> **EXERCISE DESCRIPTION**: What you return must match the records below exactly, apart from the omitted pictures.

> **DATA FOR THIS EXERCISE**:
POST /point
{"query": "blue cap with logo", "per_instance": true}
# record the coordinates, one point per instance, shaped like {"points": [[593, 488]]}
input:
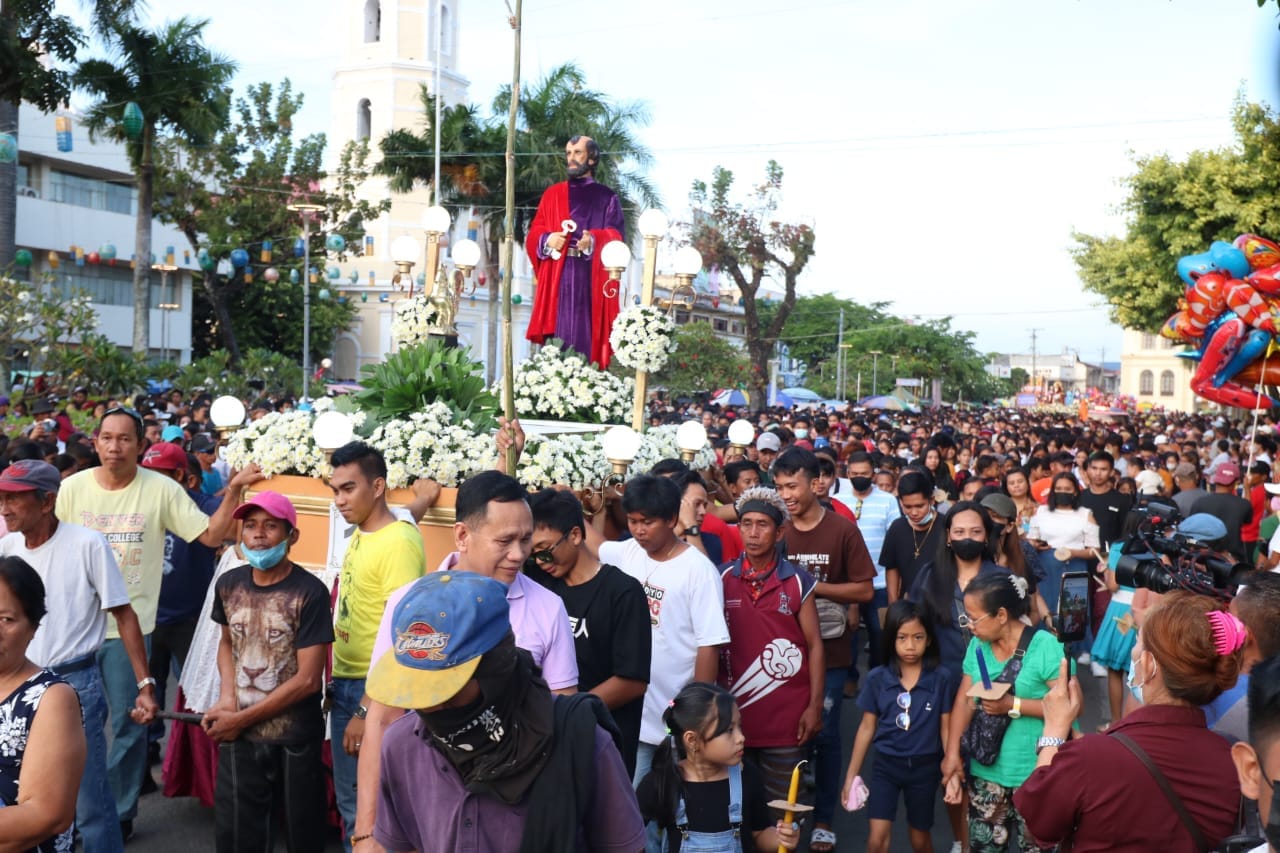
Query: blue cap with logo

> **EXERCISE RESPONSE**:
POST /point
{"query": "blue cap with logo", "per_instance": true}
# record the coordinates, one point per instance, shaped like {"points": [[593, 488]]}
input:
Query: blue cap with logo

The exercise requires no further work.